* Task brief
From the news article below on Bill Ayers' talk at Saint Mary's College, set down word for word the stretch from "Saturday, January 31, 2009" through "private Catholic college.".

Saturday, January 31, 2009

Crowd's emotions on display as Ayers visits Saint Mary's

MORAGA — The much-anticipated speech by militant-turned-college-professor Bill Ayers at Saint Mary's College attracted nearly 600 people, many of them very clearly in diametrically opposite political camps.

Another 200 people loudly protested Ayers' appearance Wednesday evening outside the packed Soda Center auditorium in an unparalleled level of interest in an academic lecture at the rural, private Catholic college.

Inside, Ayers' 90-minute presentation drew jeers, boos and an emotional outburst from a woman who swore at him and left. He also received plenty of laughs and applause and a few standing ovations from the half of the crowd that liked him.

Critics had called for the college to disinvite Ayers, an education professor at the University of Illinois who was thrust into the national limelight during President Barack Obama's 2008 campaign when it was revealed that the two men had served on several boards together and run in the same liberal circles in Chicago.

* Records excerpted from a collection

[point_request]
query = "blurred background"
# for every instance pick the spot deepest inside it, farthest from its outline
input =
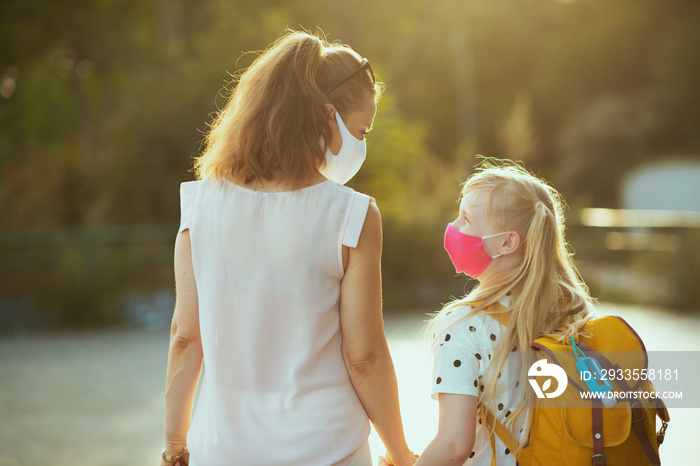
(103, 106)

* The response
Saturday, January 31, 2009

Crowd's emotions on display as Ayers visits Saint Mary's

MORAGA — The much-anticipated speech by militant-turned-college-professor Bill Ayers at Saint Mary's College attracted nearly 600 people, many of them very clearly in diametrically opposite political camps.

Another 200 people loudly protested Ayers' appearance Wednesday evening outside the packed Soda Center auditorium in an unparalleled level of interest in an academic lecture at the rural, private Catholic college.